— BEGIN Records for this task —

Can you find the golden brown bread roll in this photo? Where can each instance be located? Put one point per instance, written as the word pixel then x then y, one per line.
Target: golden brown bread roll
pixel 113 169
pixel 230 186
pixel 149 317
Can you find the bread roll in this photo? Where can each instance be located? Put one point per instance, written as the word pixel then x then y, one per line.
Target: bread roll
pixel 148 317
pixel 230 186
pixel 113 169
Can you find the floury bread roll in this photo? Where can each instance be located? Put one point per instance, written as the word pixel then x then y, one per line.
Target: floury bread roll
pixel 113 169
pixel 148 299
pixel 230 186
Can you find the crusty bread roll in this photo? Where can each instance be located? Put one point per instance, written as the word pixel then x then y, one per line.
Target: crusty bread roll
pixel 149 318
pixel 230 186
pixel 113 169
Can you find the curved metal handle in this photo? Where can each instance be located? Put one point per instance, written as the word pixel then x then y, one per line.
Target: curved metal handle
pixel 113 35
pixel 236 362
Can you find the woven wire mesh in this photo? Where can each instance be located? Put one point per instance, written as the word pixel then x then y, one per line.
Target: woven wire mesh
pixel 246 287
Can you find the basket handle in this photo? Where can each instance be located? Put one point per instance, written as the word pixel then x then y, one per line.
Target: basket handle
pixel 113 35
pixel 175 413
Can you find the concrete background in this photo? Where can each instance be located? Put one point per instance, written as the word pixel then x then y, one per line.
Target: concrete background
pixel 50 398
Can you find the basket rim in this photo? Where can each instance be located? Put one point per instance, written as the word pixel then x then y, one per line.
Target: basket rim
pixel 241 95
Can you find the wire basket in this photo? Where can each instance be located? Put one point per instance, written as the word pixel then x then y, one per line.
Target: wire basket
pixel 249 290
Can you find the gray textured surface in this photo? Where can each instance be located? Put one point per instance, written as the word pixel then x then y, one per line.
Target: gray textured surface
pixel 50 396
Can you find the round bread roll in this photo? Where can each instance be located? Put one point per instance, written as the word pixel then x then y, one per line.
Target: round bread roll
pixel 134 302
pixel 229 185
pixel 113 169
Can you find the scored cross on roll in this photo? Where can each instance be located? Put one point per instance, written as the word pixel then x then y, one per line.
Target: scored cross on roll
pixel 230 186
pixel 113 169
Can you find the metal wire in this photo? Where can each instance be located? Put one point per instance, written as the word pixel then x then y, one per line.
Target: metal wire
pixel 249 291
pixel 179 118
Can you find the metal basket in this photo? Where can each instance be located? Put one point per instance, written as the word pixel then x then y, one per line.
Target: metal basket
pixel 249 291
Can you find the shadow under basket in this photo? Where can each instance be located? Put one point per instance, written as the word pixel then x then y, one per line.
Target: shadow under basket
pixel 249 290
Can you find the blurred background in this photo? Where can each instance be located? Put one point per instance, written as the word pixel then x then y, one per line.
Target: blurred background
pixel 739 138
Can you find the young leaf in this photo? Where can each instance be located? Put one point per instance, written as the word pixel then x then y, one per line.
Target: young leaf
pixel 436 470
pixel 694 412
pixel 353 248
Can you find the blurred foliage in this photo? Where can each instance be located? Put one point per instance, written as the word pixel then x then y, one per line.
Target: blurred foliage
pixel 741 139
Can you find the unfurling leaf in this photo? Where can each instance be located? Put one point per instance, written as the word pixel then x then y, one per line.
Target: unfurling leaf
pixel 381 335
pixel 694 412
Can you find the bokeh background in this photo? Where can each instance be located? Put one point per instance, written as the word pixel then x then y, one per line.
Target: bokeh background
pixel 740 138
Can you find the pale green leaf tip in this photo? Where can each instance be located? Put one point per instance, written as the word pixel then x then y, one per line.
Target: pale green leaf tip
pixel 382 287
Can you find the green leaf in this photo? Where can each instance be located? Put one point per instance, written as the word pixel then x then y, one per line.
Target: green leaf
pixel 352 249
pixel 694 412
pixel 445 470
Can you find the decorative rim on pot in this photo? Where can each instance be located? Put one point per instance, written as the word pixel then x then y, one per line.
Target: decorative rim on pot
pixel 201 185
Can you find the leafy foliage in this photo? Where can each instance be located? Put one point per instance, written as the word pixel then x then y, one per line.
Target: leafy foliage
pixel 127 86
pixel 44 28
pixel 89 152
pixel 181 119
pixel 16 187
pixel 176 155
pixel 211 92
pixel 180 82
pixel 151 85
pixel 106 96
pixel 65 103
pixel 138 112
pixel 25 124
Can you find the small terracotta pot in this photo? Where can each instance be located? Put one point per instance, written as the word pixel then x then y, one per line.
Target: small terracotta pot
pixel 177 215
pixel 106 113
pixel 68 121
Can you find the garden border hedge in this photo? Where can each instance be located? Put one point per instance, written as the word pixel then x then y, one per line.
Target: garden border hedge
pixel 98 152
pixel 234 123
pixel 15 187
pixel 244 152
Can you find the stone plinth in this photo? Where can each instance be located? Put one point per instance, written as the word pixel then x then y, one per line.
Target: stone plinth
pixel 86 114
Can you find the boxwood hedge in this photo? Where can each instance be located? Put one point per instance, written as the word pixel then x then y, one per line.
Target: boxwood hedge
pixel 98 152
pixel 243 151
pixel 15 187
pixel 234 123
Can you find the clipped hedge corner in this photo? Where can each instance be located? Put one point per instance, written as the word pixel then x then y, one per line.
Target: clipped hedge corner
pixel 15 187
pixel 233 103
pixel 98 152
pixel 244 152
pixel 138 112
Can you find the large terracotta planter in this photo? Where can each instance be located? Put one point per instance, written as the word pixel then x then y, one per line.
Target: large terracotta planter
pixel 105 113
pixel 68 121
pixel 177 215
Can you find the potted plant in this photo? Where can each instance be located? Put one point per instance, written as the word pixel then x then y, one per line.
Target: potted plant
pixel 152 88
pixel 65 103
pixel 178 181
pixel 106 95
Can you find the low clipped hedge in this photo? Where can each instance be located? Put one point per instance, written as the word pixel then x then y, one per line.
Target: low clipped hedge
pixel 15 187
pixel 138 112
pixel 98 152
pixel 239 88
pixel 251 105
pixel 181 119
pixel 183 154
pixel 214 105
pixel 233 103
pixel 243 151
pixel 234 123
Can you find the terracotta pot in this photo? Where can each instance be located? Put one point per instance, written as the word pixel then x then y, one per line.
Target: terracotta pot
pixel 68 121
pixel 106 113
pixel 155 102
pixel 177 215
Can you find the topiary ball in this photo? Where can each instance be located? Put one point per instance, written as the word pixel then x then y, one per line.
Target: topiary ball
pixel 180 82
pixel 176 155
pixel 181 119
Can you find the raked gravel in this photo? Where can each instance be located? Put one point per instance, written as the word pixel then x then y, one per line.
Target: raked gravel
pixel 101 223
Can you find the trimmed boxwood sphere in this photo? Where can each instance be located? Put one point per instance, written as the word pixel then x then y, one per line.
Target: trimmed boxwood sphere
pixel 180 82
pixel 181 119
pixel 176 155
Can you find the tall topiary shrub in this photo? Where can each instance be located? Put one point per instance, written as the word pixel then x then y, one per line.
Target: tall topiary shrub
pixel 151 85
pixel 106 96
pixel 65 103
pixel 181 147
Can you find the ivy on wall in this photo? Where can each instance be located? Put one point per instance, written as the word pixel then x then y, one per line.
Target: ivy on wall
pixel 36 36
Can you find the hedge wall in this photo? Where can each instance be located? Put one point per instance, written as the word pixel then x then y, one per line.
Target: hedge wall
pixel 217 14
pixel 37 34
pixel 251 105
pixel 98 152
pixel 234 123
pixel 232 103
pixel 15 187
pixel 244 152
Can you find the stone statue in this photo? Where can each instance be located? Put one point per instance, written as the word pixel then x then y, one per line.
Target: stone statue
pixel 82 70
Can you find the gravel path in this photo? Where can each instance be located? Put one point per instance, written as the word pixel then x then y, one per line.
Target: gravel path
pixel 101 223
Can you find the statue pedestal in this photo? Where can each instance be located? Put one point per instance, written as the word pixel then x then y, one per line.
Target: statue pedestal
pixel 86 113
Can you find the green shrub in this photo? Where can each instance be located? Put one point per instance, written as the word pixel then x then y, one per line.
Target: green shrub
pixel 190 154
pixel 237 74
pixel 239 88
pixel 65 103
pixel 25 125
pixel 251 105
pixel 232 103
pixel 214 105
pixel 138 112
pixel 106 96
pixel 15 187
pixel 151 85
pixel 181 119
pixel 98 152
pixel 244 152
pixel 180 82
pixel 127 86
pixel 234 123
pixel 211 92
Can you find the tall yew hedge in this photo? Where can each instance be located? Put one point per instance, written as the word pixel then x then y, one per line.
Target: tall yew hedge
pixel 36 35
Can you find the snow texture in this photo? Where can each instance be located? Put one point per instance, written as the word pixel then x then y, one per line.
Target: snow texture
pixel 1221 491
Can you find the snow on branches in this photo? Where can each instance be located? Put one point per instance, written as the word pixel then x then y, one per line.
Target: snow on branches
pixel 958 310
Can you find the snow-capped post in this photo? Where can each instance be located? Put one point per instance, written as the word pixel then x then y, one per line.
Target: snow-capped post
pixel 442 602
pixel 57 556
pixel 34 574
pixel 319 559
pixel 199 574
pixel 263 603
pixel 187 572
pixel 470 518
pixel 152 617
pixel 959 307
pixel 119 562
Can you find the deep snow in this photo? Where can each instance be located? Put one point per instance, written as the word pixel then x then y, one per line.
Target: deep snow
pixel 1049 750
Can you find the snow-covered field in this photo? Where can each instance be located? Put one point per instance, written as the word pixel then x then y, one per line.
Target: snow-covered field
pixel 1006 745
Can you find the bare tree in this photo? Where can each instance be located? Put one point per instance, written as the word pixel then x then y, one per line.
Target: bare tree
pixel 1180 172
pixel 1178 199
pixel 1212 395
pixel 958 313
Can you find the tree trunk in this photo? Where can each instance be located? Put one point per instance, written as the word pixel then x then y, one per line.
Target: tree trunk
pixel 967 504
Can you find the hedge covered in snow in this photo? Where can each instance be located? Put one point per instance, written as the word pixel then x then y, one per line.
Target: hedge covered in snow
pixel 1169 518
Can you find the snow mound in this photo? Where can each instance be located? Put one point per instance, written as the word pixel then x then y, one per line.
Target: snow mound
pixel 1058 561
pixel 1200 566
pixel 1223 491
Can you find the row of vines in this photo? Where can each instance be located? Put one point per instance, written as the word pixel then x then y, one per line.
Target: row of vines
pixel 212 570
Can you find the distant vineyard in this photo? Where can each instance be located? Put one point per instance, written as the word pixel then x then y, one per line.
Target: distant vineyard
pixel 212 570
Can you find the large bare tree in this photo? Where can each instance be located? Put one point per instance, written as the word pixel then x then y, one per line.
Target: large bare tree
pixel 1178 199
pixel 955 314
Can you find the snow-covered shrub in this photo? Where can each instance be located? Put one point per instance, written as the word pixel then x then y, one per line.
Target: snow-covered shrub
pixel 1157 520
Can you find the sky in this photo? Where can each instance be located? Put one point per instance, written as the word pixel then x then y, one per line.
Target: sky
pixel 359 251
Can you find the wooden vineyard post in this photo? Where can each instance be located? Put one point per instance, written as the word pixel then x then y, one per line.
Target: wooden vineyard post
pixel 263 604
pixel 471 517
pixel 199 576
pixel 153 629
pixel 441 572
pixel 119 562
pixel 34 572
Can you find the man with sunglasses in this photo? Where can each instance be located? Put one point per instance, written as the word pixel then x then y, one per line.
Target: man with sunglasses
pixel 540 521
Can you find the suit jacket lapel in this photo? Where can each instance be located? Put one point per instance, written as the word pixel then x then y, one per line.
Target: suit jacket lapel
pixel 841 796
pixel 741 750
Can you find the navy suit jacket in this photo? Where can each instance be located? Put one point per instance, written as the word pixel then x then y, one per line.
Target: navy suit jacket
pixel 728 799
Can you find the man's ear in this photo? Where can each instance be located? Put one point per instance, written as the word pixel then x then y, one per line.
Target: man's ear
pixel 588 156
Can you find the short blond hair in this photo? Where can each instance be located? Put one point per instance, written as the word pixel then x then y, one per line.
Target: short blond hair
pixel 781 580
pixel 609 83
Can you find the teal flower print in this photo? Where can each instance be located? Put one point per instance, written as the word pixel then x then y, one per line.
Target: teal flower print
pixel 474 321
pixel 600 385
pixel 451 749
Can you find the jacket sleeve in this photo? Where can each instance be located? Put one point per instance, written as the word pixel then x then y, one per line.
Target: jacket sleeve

— END Records for this task —

§ **Written request**
Only the lines from the one containing "Can you find the man's" to the end of the data should be printed, exactly as they stand.

§ **Expected answer**
Can you find the man's ear in this photo? Where can each instance be located? Put one point per instance, written as the word pixel then x then y, one per line.
Target: man's ear
pixel 588 156
Can you find the short blond hair in this photo? Where can each instance be located? Put one point per instance, written as the word pixel then x then y, one per line.
Target: short blond hair
pixel 781 580
pixel 609 83
Can you find the teal flower print in this photo? Where can each instance be located? Put one point per instance, written as the word pixel then x then y, one per line.
Target: teal flower print
pixel 474 321
pixel 600 385
pixel 451 749
Can you find the jacket sleeve in this photo? Where can each instance be located? Put one point per instance, written as the word pixel then x then y, one per line.
Target: jacket sleeve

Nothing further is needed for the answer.